◆ Work item ◆
All of the entries need to be printed again exactly; pictures are the only thing to omit.

◆ Records provided ◆
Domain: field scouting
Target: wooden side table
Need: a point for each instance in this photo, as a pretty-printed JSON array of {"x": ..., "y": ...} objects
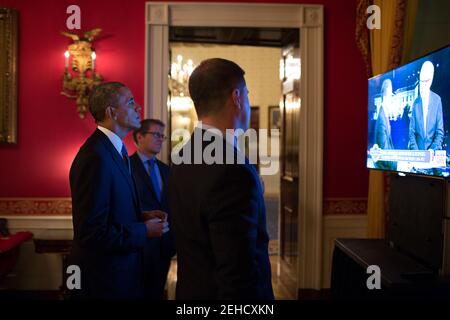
[{"x": 59, "y": 242}]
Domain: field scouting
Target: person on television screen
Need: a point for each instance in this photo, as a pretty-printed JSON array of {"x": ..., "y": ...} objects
[
  {"x": 383, "y": 136},
  {"x": 426, "y": 128}
]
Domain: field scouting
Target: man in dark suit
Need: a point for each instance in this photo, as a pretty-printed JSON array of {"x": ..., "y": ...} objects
[
  {"x": 109, "y": 233},
  {"x": 151, "y": 176},
  {"x": 218, "y": 213},
  {"x": 383, "y": 137},
  {"x": 426, "y": 129}
]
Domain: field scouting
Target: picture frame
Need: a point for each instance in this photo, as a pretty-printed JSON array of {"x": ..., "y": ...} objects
[
  {"x": 274, "y": 118},
  {"x": 8, "y": 75}
]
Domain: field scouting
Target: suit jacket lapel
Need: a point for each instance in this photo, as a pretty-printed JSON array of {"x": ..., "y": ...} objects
[
  {"x": 143, "y": 173},
  {"x": 420, "y": 118},
  {"x": 119, "y": 162}
]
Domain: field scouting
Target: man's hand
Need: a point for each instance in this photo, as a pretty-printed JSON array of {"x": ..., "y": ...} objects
[
  {"x": 156, "y": 227},
  {"x": 147, "y": 215}
]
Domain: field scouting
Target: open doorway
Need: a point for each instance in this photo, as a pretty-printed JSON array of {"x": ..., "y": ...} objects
[
  {"x": 309, "y": 20},
  {"x": 267, "y": 56}
]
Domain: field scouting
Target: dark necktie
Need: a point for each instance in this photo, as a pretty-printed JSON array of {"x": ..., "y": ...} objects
[
  {"x": 154, "y": 178},
  {"x": 126, "y": 159}
]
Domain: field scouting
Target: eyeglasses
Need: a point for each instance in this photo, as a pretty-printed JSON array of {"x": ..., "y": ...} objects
[{"x": 156, "y": 135}]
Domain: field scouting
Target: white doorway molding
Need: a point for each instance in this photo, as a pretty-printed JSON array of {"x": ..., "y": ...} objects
[{"x": 160, "y": 16}]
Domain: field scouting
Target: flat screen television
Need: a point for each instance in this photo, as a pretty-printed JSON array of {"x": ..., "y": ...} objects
[{"x": 409, "y": 117}]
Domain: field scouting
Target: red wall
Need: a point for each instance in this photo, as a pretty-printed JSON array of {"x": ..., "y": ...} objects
[{"x": 50, "y": 131}]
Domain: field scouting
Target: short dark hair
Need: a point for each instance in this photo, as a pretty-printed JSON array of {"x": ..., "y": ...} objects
[
  {"x": 104, "y": 95},
  {"x": 211, "y": 83},
  {"x": 145, "y": 125}
]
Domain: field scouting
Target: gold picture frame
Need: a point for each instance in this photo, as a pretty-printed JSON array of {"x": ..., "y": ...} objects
[
  {"x": 274, "y": 118},
  {"x": 8, "y": 75}
]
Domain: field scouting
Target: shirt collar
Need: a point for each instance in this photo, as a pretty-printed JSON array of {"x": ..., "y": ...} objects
[
  {"x": 144, "y": 158},
  {"x": 229, "y": 138},
  {"x": 114, "y": 138}
]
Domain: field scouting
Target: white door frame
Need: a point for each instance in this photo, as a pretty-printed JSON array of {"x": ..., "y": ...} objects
[{"x": 309, "y": 19}]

◆ Answer for this exercise ◆
Domain: field scouting
Target: wooden side table
Need: a point for each instance in this photo, as a pretty-printed JSON array of {"x": ..., "y": ...} objects
[{"x": 59, "y": 242}]
Domain: field scouting
Target: person on television screen
Need: a point for each instance in this photo, as a pretty-printed JSON array of {"x": ..., "y": ...} objects
[
  {"x": 383, "y": 136},
  {"x": 426, "y": 128}
]
Domain: field scouting
Target: man in dark suit
Need: a point for each instance in this photo, as a pretty-printed JSON array of {"x": ..., "y": ...} objects
[
  {"x": 109, "y": 233},
  {"x": 151, "y": 176},
  {"x": 218, "y": 213},
  {"x": 383, "y": 137},
  {"x": 426, "y": 129}
]
Domain: field scouting
Target: picture frame
Need: a point for each instance in this photo, as a pretty-printed JSON array of {"x": ..., "y": ...} objects
[
  {"x": 274, "y": 118},
  {"x": 8, "y": 75}
]
Domain: field scouting
Target: suit jacket lapel
Need: a point for each instance in this photo, as a pretty-printed JSON array of {"x": ..., "y": ...} objects
[
  {"x": 143, "y": 173},
  {"x": 420, "y": 118},
  {"x": 119, "y": 162}
]
Domain: field scouting
Target: man's hand
Need: a point for each instance in this photo, as a pretty-printed JSON array of {"x": ..., "y": ...} objects
[
  {"x": 156, "y": 227},
  {"x": 147, "y": 215}
]
Domain: field scouting
Target: open doorway
Need: a point for each instance in this photo, as a pretty-printed JSON array of {"x": ..., "y": ...} objects
[
  {"x": 309, "y": 20},
  {"x": 267, "y": 56}
]
Domain: field scouting
Target: dark necktie
Need: a point for each instance in this photo, as a pretty-printed JSON array of {"x": ..., "y": ...} objects
[
  {"x": 154, "y": 178},
  {"x": 126, "y": 159}
]
Domain: field scouting
Target: eyeglasses
Need: a point for each instance in this photo, as a pretty-printed JSON array of {"x": ..., "y": ...} objects
[{"x": 156, "y": 135}]
Domain: field scouting
Target: white doorway molding
Need: a point for each instance in this photo, as a pretty-printed JSON array of {"x": ..., "y": ...} objects
[{"x": 160, "y": 16}]
Domain: field scouting
Target: flat screen television
Need: a point for each instance in this photo, as a pretty-printed JSON array of {"x": ..., "y": ...} objects
[{"x": 409, "y": 117}]
Domain: field scouting
Target: red wall
Need: a point for each instance in this photo, as a pretty-printed JSON array of {"x": ..., "y": ...} objects
[{"x": 50, "y": 131}]
Domain: field scouting
Target: short dark hair
Need: a point for each instance in this photo, as a pretty-printed JSON array of {"x": ..., "y": ...} objects
[
  {"x": 104, "y": 95},
  {"x": 211, "y": 83},
  {"x": 145, "y": 125}
]
Domain: field scouting
Target: gold picture frame
Need: a point for each instance in this photo, as a pretty-printed JSON array of {"x": ..., "y": ...} objects
[
  {"x": 274, "y": 118},
  {"x": 8, "y": 75}
]
Domain: field scouting
Target: shirt collar
Need: a point for each instance in this photo, as a pretty-printed JSON array of {"x": ..., "y": ...} objects
[
  {"x": 144, "y": 158},
  {"x": 229, "y": 138},
  {"x": 114, "y": 138}
]
Domain: field scouting
Target: white door frame
Need: a point for each instance in this photo, as a pretty-printed JSON array of {"x": ..., "y": ...} objects
[{"x": 309, "y": 19}]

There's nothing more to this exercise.